◆ Problem description ◆
Reproduce the following material line for line, with no changes.

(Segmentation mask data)
########################################

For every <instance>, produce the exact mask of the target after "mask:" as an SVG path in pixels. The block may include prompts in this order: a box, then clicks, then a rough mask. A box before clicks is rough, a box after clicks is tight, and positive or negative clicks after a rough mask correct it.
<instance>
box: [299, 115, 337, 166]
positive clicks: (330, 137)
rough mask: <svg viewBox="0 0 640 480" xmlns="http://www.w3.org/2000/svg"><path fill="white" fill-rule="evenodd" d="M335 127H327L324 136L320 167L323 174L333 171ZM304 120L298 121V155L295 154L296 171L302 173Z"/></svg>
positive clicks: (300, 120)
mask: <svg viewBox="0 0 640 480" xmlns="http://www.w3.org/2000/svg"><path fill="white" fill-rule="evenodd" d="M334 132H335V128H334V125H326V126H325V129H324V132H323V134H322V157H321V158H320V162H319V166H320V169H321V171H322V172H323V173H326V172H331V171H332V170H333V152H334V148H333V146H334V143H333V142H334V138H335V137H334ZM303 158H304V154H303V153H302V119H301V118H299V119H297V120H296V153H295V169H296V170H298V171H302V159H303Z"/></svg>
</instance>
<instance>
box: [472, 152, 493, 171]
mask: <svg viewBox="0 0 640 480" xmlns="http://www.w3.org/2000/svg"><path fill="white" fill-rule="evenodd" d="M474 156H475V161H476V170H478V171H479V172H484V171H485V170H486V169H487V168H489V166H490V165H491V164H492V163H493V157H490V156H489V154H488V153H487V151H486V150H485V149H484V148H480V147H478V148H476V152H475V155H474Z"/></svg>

########################################

◆ Output below ◆
For every <instance>, produce the exact mask of the target after "mask:" as an SVG path in pixels. The block may include prompts in this order: a box, then clicks, then a rough mask. A box before clicks is rough, a box after clicks is tight, and positive or negative clicks after a rough mask correct it.
<instance>
box: [299, 115, 337, 166]
positive clicks: (330, 137)
rough mask: <svg viewBox="0 0 640 480" xmlns="http://www.w3.org/2000/svg"><path fill="white" fill-rule="evenodd" d="M335 127H327L324 136L320 167L323 174L333 171ZM304 120L298 121V155L295 154L296 171L302 173Z"/></svg>
positive clicks: (300, 120)
mask: <svg viewBox="0 0 640 480" xmlns="http://www.w3.org/2000/svg"><path fill="white" fill-rule="evenodd" d="M334 132H335V128H334V125H326V126H325V129H324V132H323V134H322V157H321V158H320V162H319V166H320V169H321V171H322V172H323V173H326V172H331V171H332V170H333V152H334V148H333V146H334V143H333V142H334V138H335V137H334ZM303 158H304V154H303V153H302V119H301V118H299V119H297V120H296V153H295V169H296V170H298V171H302V159H303Z"/></svg>
</instance>
<instance>
box: [472, 152, 493, 171]
mask: <svg viewBox="0 0 640 480" xmlns="http://www.w3.org/2000/svg"><path fill="white" fill-rule="evenodd" d="M474 156H475V161H476V170H478V171H479V172H484V171H485V170H486V169H487V168H489V166H490V165H491V164H492V163H493V157H490V156H489V154H488V153H487V151H486V150H485V149H484V148H480V147H478V148H476V152H475V155H474Z"/></svg>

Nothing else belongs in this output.